Your objective: Please repeat every line of the records below verbatim, changing nothing.
[begin Data shown]
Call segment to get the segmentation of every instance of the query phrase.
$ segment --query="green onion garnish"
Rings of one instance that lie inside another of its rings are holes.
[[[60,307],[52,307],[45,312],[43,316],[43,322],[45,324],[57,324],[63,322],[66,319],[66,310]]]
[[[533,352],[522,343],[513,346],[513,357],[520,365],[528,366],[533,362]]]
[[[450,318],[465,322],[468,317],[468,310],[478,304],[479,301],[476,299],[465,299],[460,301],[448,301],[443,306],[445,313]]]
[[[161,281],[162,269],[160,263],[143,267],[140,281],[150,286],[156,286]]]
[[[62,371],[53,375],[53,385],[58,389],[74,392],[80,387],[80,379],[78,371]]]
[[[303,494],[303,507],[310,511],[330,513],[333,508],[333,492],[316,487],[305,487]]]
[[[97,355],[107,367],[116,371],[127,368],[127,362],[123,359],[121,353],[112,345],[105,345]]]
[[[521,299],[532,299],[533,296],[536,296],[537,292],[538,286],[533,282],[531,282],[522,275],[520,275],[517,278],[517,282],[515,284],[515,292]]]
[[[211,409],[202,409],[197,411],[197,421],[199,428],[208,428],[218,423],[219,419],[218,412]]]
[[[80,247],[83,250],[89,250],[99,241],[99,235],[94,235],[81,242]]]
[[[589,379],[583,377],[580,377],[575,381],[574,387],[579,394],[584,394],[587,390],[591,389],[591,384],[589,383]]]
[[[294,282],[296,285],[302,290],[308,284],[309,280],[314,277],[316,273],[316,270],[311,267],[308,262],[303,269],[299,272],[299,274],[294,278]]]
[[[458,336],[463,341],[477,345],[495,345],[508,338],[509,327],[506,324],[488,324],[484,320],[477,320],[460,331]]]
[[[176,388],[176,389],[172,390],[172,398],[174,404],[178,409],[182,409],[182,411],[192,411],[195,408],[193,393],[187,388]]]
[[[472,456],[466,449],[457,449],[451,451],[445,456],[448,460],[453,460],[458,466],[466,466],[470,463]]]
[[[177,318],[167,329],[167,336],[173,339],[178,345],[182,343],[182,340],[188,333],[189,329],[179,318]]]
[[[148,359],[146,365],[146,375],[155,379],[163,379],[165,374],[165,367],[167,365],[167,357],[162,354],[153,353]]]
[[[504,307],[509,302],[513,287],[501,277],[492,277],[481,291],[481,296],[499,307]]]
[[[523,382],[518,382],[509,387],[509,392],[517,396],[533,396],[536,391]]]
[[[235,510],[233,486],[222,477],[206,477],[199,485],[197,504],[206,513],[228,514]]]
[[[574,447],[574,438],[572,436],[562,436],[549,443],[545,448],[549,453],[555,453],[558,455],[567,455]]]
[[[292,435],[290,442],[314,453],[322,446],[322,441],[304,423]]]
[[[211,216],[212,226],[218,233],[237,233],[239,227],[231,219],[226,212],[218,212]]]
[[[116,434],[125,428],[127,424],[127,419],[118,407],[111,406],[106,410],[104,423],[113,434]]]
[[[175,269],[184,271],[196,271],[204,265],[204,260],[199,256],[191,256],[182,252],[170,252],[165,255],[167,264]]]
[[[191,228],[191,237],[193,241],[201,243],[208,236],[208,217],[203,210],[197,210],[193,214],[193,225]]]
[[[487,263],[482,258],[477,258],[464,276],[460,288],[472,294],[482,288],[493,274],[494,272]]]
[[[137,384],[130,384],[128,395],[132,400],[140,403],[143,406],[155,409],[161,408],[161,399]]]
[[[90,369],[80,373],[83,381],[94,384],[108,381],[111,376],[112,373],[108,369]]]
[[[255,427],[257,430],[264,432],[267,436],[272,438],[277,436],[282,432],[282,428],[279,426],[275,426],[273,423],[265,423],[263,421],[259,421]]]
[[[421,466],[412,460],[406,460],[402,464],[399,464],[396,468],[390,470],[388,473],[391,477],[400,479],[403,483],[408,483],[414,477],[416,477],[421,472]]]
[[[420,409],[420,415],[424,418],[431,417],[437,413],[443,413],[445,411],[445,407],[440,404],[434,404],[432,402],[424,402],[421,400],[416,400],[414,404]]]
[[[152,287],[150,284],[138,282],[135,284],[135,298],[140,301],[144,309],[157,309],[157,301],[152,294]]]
[end Data shown]
Reply to the task:
Call segment to get the segmentation of every instance of the query phrase.
$ segment --query="green onion garnish"
Rings of one instance that lie inside another of its rings are holes.
[[[60,307],[52,307],[45,312],[43,316],[43,322],[45,324],[57,324],[63,322],[66,319],[66,310]]]
[[[533,352],[522,343],[513,346],[513,357],[520,365],[528,366],[533,362]]]
[[[450,318],[465,322],[468,317],[468,310],[478,304],[479,301],[476,299],[465,299],[460,301],[448,301],[443,306],[445,313]]]
[[[161,281],[162,269],[160,263],[143,267],[140,281],[150,286],[156,286]]]
[[[62,371],[53,375],[53,385],[58,389],[74,392],[80,387],[80,379],[78,371]]]
[[[303,494],[303,507],[310,511],[330,513],[333,508],[333,492],[316,487],[305,487]]]
[[[97,355],[107,367],[116,371],[127,368],[127,362],[123,359],[121,353],[112,345],[105,345]]]
[[[521,299],[532,299],[533,296],[536,296],[537,292],[538,286],[533,282],[531,282],[522,275],[520,275],[517,278],[517,282],[515,284],[515,292]]]
[[[211,409],[202,409],[197,411],[197,421],[199,428],[208,428],[218,423],[219,419],[218,412]]]
[[[80,247],[83,250],[89,250],[99,241],[99,235],[94,235],[81,242]]]
[[[589,379],[583,377],[580,377],[575,381],[574,387],[579,394],[584,394],[587,390],[591,389],[591,384],[589,383]]]
[[[294,282],[296,285],[302,290],[308,284],[309,280],[314,277],[316,273],[316,270],[311,267],[308,262],[303,269],[299,272],[299,274],[294,278]]]
[[[458,336],[463,341],[477,345],[495,345],[508,338],[509,327],[506,324],[488,324],[484,320],[477,320],[460,331]]]
[[[176,388],[176,389],[172,390],[172,398],[174,404],[178,409],[182,409],[182,411],[192,411],[195,408],[193,393],[187,388]]]
[[[472,456],[466,449],[457,449],[451,451],[445,456],[448,460],[453,460],[458,466],[466,466],[470,463]]]
[[[177,318],[167,329],[167,336],[173,339],[178,345],[182,343],[182,340],[188,333],[189,329],[179,318]]]
[[[148,359],[146,365],[146,375],[155,379],[163,379],[165,374],[165,367],[167,365],[167,357],[162,354],[153,353]]]
[[[504,307],[509,302],[513,287],[501,277],[492,277],[481,291],[481,296],[499,307]]]
[[[523,382],[518,382],[509,387],[509,392],[517,396],[533,396],[536,391]]]
[[[235,510],[233,486],[222,477],[206,477],[199,485],[197,504],[206,513],[228,514]]]
[[[574,447],[574,438],[572,436],[562,436],[549,443],[545,448],[549,453],[555,453],[558,455],[567,455]]]
[[[292,435],[290,442],[314,453],[322,446],[322,441],[304,423]]]
[[[211,216],[212,226],[218,233],[237,233],[239,227],[231,219],[226,212],[218,212]]]
[[[116,434],[125,428],[127,424],[127,419],[118,407],[111,406],[106,410],[104,423],[113,434]]]
[[[175,269],[184,271],[196,271],[204,265],[204,260],[199,256],[191,256],[182,252],[170,252],[165,255],[167,264]]]
[[[191,228],[191,237],[193,241],[201,243],[208,236],[208,217],[203,210],[197,210],[193,214],[193,225]]]
[[[487,263],[482,258],[477,258],[464,276],[460,288],[472,294],[482,288],[493,274],[494,272]]]
[[[137,384],[130,384],[128,395],[132,400],[140,403],[143,406],[155,409],[161,408],[161,399]]]
[[[90,369],[80,373],[83,381],[94,384],[108,381],[111,376],[112,373],[108,369]]]
[[[255,427],[257,430],[264,432],[267,436],[272,438],[277,436],[282,432],[282,428],[279,426],[275,426],[273,423],[265,423],[263,421],[259,421]]]
[[[421,466],[412,460],[406,460],[402,464],[399,464],[396,468],[390,470],[388,473],[391,477],[400,479],[403,483],[408,483],[414,477],[416,477],[421,472]]]
[[[420,409],[420,415],[424,418],[431,417],[437,413],[443,413],[445,411],[445,407],[440,404],[434,404],[432,402],[424,402],[421,400],[416,400],[414,404]]]
[[[152,287],[150,284],[138,282],[135,284],[135,298],[140,301],[144,309],[157,309],[157,301],[152,294]]]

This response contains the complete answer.